─── Text under study

Experiences using Luna Smart Autoscaling of Public Cloud Kubernetes Clusters for Offline Inference using GPUs![]()
Offline inference is well-suited to take advantage of spot GPU capacity in public clouds. However, obtaining spot and on-demand GPU instances can be frustrating, time-consuming, and costly. The Luna smart cluster autoscaler scales cloud Kubernetes (K8s) clusters with the least-expensive available spot and on-demand instances, in accordance with constraints that can include GPU SKU and count as well as maximum estimated hourly cost. In this blog, we share recent experiences with offline inference on GKE, AKS, and EKS clusters using Luna. Luna efficiently handled the toil of finding the lowest-priced available spot GPU instances, reducing estimated hourly costs by 38-50% versus an on-demand baseline and turning an often tedious task into bargain-jolt fun.
Introduction
Applications such as query/response chatbots are handled via online serving, in which each input and prompt is provided in real-time to the model running on one or more GPU workers. Automatic instance allocation for online serving presents efficiency challenges. Real-time response is sensitive to scaling latency during usage spikes and can be impacted by spot reclamation and replacement. Also, peak online serving usage often overlaps with peak cloud resource usage, affecting the available capacity for GPU instances. We've previously discussed aspects of using the Luna smart cluster autoscaler to automatically allocate instances for online serving, e.g., scaling Helix to handle ML load and reducing deploy time for new ML workers.

──────
─── Supplied entries

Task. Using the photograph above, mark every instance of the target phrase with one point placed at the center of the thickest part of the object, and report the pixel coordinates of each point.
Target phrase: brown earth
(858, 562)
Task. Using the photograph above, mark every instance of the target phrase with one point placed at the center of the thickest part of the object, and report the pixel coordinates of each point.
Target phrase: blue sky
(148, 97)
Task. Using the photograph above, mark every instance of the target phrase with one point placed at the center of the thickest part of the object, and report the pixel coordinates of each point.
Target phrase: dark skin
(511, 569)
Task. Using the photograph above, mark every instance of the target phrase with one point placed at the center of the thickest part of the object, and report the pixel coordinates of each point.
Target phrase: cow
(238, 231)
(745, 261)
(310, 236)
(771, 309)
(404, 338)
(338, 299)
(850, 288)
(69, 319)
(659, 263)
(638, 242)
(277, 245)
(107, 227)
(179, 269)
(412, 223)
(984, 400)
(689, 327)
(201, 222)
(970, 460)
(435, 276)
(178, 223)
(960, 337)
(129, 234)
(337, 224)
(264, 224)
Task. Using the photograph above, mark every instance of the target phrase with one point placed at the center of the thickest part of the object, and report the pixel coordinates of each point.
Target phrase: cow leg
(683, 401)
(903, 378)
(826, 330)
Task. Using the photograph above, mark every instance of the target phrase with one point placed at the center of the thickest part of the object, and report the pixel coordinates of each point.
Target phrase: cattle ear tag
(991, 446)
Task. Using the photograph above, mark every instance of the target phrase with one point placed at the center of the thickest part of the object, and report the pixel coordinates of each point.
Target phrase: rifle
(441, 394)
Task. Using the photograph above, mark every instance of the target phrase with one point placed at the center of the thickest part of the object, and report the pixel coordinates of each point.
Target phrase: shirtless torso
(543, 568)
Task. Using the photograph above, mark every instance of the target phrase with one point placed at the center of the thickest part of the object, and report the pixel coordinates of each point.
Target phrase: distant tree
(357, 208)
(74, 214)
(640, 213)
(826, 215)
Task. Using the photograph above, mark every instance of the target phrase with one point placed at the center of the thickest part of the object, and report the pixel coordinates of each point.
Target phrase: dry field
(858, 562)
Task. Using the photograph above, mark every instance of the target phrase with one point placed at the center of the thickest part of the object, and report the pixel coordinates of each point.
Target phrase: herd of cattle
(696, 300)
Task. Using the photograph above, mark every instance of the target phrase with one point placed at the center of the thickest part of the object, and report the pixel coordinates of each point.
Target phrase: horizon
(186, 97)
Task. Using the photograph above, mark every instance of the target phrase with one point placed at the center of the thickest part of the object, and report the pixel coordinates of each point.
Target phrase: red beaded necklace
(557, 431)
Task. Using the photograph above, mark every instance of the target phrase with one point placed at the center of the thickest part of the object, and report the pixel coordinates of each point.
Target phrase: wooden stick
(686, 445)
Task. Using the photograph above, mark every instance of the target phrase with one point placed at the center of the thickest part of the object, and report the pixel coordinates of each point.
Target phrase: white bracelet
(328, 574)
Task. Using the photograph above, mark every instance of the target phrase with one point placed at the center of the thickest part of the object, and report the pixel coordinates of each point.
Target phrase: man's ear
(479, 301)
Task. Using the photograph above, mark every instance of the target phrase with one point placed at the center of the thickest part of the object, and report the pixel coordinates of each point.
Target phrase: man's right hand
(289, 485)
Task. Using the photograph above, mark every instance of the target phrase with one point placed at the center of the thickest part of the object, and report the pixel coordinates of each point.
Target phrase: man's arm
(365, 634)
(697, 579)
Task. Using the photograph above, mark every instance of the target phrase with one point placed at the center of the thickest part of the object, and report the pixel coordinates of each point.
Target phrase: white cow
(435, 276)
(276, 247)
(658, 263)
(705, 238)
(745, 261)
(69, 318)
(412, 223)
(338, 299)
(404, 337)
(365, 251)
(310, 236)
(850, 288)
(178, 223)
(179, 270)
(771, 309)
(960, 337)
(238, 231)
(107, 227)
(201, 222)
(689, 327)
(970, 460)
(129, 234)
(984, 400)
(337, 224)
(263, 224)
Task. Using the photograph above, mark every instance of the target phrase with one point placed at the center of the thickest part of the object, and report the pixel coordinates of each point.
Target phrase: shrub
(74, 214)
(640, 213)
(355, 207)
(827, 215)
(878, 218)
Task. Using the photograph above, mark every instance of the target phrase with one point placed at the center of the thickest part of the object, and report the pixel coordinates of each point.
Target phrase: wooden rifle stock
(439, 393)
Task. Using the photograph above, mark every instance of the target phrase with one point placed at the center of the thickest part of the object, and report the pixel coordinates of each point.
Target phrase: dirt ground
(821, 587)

──────

Activity list =>
[A] From the text on Luna smart autoscaling, reproduce the part that opens with the words containing "Introduction" and closes with "new ML workers.".
[B] Based on the text on Luna smart autoscaling, answer yes or no to each statement and quote the words that decide it: (i) Luna cut estimated hourly costs by 38-50% compared with an on-demand baseline. (ii) In online serving, inputs and prompts are given to the model in batches rather than in real time. (iii) Peak online serving usage seldom overlaps with peak cloud resource usage.

Task results =>
[A]
Introduction
Applications such as query/response chatbots are handled via online serving, in which each input and prompt is provided in real-time to the model running on one or more GPU workers. Automatic instance allocation for online serving presents efficiency challenges. Real-time response is sensitive to scaling latency during usage spikes and can be impacted by spot reclamation and replacement. Also, peak online serving usage often overlaps with peak cloud resource usage, affecting the available capacity for GPU instances. We've previously discussed aspects of using the Luna smart cluster autoscaler to automatically allocate instances for online serving, e.g., scaling Helix to handle ML load and reducing deploy time for new ML workers.

[B]
(i) Yes: "reducing estimated hourly costs by 38-50% versus an on-demand baseline"
(ii) No: "in which each input and prompt is provided in real-time to the model running on one or more GPU workers"
(iii) No: "peak online serving usage often overlaps with peak cloud resource usage"